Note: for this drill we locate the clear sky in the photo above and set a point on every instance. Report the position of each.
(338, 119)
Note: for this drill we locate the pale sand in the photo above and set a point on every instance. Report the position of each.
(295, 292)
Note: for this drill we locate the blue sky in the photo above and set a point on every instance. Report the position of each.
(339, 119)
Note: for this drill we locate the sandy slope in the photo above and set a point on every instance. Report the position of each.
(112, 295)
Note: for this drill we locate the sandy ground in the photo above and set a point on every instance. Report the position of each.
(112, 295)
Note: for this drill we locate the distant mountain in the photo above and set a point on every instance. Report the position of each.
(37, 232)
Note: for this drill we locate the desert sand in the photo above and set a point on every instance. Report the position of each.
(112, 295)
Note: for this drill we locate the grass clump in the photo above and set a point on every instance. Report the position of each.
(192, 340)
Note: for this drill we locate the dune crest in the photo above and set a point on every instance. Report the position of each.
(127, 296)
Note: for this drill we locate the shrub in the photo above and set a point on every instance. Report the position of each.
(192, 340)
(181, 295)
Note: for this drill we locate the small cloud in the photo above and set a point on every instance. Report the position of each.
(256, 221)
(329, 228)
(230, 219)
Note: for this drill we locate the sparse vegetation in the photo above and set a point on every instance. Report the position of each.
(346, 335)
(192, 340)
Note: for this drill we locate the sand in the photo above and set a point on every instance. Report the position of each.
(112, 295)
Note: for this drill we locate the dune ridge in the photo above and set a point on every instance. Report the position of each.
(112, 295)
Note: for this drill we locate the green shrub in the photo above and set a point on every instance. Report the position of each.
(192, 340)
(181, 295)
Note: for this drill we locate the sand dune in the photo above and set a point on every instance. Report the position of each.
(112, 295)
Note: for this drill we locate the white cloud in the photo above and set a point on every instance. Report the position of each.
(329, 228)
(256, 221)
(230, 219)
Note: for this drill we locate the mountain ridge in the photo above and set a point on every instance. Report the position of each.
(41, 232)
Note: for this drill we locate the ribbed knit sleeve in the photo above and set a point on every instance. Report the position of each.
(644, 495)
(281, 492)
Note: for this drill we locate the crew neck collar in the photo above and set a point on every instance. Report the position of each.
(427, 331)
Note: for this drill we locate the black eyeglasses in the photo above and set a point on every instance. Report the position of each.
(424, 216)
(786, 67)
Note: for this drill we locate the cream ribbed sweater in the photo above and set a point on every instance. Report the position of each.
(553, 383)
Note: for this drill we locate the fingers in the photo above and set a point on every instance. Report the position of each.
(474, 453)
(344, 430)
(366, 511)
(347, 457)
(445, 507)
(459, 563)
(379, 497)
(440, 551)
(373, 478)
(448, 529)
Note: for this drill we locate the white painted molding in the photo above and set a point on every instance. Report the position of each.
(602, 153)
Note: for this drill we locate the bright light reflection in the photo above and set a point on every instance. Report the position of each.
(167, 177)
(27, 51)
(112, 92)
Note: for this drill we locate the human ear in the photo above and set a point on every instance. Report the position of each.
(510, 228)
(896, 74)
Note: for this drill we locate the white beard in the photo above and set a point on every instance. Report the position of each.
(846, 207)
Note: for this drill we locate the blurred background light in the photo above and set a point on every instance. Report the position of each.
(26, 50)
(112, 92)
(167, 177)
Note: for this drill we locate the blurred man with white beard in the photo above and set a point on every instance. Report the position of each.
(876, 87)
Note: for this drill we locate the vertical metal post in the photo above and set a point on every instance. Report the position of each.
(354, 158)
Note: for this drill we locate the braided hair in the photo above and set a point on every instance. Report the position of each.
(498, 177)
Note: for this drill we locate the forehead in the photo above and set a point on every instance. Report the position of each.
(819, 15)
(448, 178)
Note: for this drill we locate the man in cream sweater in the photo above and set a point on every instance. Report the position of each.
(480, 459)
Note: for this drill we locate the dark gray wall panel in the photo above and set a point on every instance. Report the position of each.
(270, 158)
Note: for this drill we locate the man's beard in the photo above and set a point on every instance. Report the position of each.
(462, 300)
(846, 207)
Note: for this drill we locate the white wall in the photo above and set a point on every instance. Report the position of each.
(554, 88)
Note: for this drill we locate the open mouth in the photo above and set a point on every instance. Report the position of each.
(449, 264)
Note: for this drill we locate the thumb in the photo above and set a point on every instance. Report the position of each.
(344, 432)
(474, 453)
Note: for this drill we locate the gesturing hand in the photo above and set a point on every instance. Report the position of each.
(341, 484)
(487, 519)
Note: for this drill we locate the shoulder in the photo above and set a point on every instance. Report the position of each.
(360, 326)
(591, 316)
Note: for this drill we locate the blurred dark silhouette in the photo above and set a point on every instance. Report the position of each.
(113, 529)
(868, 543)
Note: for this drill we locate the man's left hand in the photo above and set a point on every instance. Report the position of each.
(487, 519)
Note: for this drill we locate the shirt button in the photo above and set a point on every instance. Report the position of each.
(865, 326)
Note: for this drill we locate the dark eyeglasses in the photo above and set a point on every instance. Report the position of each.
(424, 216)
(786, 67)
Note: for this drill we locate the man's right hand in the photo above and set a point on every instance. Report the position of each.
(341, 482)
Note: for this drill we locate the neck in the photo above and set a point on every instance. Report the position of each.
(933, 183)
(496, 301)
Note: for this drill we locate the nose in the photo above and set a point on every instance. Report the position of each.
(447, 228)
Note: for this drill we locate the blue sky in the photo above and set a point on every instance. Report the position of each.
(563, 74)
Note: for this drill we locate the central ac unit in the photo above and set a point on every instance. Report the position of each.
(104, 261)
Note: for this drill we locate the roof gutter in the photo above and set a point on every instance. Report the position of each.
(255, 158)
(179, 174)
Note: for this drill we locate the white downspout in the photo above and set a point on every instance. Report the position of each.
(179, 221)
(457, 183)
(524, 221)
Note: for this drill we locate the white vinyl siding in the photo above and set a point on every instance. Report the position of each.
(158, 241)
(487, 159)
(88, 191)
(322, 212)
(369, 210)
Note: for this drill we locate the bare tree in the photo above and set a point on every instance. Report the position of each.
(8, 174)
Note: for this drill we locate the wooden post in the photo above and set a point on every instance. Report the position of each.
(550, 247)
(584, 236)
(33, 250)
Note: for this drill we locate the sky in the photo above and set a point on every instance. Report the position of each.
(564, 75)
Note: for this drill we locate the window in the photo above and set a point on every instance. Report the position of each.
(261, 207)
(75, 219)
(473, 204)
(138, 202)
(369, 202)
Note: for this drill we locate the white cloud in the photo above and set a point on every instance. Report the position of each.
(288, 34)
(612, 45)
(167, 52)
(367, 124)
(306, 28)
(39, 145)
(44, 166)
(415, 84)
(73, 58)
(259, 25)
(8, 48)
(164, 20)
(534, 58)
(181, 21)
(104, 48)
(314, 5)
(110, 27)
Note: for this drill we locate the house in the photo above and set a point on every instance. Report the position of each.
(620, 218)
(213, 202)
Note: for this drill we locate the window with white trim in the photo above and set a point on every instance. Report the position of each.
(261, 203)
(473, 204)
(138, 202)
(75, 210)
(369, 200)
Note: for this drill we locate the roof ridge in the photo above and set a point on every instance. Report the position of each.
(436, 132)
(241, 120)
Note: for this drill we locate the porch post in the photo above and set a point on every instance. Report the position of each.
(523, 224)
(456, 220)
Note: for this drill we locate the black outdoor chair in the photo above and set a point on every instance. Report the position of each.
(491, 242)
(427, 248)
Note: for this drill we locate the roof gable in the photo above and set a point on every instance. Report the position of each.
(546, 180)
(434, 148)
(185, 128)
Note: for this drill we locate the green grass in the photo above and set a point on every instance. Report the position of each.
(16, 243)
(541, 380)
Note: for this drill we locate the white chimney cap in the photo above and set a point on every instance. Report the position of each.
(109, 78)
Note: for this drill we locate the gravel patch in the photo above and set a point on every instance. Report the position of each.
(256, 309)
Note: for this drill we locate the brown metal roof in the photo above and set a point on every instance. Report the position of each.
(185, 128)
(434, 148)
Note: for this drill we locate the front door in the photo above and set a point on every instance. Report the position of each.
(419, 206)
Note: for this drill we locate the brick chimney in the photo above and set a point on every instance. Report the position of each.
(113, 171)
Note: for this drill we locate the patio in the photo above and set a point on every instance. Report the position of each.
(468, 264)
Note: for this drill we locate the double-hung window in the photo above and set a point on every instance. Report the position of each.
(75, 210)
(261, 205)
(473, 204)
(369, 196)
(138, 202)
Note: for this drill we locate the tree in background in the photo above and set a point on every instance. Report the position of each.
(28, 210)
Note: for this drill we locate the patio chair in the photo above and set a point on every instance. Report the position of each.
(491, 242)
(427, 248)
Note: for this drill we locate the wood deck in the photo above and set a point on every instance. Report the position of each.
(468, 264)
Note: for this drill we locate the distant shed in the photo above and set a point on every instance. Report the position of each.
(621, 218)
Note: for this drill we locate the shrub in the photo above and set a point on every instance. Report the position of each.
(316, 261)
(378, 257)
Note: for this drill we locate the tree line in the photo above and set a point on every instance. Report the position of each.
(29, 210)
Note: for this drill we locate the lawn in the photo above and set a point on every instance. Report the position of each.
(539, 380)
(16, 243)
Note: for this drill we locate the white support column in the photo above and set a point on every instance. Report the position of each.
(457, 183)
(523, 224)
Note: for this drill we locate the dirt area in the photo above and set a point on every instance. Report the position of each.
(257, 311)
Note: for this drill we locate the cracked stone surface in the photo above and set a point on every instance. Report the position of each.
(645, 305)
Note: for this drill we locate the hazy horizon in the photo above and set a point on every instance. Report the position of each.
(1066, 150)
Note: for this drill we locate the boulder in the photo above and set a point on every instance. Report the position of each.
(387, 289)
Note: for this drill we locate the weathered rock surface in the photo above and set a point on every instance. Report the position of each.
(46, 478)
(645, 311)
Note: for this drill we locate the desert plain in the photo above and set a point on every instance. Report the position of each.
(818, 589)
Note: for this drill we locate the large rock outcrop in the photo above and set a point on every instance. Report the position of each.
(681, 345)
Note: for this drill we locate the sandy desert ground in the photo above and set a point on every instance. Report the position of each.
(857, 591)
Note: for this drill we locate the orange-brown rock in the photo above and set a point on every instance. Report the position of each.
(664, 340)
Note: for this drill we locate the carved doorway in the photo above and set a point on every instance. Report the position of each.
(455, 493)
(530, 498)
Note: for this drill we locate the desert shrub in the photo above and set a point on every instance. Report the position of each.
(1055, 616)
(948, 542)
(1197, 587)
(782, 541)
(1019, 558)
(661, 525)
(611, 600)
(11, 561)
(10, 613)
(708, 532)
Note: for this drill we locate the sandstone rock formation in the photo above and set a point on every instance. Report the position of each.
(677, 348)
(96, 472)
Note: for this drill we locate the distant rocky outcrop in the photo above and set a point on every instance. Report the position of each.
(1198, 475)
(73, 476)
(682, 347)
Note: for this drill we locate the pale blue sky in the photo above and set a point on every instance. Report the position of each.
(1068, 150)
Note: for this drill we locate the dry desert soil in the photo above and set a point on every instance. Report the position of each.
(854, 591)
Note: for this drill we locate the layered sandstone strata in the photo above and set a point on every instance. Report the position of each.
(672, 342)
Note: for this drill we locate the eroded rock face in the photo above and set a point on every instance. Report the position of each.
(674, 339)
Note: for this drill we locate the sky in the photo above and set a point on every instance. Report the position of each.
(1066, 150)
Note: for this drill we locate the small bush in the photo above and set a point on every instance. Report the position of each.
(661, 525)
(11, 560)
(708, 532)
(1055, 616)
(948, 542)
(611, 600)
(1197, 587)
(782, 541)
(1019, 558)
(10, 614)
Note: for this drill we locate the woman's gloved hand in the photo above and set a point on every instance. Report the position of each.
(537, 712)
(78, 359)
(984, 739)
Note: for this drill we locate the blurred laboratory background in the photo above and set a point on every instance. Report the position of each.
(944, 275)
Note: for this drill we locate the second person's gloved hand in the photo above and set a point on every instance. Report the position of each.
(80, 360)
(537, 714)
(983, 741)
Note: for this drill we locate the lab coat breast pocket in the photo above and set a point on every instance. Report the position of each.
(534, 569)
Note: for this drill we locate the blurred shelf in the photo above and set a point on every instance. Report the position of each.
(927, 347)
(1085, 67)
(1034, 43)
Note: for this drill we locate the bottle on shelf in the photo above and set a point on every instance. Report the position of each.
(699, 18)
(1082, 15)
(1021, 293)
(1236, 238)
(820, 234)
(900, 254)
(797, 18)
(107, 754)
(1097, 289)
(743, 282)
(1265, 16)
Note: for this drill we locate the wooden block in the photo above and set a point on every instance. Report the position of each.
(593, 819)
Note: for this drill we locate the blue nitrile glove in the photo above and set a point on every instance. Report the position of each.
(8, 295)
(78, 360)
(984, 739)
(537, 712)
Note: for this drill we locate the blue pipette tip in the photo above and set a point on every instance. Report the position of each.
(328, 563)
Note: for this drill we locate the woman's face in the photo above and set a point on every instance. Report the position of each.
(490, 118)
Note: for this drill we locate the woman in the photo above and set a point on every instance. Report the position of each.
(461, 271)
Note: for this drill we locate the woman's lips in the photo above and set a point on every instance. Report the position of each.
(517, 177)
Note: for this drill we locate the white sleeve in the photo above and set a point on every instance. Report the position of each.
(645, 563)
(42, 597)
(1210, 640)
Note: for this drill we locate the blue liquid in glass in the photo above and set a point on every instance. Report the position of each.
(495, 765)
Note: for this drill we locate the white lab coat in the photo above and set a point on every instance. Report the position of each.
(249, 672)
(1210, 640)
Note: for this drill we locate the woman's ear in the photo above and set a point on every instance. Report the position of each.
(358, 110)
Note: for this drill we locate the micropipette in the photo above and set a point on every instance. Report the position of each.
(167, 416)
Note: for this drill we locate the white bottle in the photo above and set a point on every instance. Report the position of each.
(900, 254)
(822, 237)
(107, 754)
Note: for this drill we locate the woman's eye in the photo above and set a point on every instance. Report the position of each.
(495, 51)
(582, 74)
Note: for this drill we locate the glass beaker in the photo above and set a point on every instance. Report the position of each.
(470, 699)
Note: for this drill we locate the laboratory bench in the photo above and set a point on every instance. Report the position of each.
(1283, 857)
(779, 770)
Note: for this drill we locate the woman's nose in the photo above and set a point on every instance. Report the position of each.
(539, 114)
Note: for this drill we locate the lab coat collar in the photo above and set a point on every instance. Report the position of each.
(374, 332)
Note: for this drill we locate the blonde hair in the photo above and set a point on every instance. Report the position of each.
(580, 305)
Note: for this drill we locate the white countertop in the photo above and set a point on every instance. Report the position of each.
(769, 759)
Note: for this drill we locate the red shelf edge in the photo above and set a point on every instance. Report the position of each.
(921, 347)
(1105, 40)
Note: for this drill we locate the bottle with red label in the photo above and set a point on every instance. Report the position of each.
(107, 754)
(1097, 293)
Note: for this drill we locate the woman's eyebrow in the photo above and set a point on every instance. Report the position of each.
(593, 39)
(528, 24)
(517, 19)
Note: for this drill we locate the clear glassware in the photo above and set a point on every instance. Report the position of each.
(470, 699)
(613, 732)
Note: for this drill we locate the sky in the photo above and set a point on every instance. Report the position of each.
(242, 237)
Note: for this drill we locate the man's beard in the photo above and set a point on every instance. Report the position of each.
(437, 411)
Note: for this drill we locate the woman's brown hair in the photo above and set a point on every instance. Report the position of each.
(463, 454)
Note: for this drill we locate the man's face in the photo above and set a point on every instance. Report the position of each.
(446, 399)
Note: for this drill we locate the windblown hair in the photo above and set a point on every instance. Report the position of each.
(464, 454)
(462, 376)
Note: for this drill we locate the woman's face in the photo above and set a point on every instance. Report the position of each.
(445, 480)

****************

■ What to work on: Repeat exactly the lines from the line containing "Note: for this drill we locate the woman's brown" through the last line of the records above, including both, and nothing else.

■ Final result:
Note: for this drill we locate the woman's brown hair in the photo above and set a point on every instance. Report the position of each.
(463, 454)
Note: for this drill we locate the man's face in the photo above and set a point on every instance. Report the position of each.
(446, 399)
Note: for this drill we locate the windblown hair in the photo above and set a point on every instance. Report the position of each.
(464, 454)
(462, 376)
Note: for this drill we locate the woman's face in the photo above and set a point on every instance. Report the position of each.
(445, 480)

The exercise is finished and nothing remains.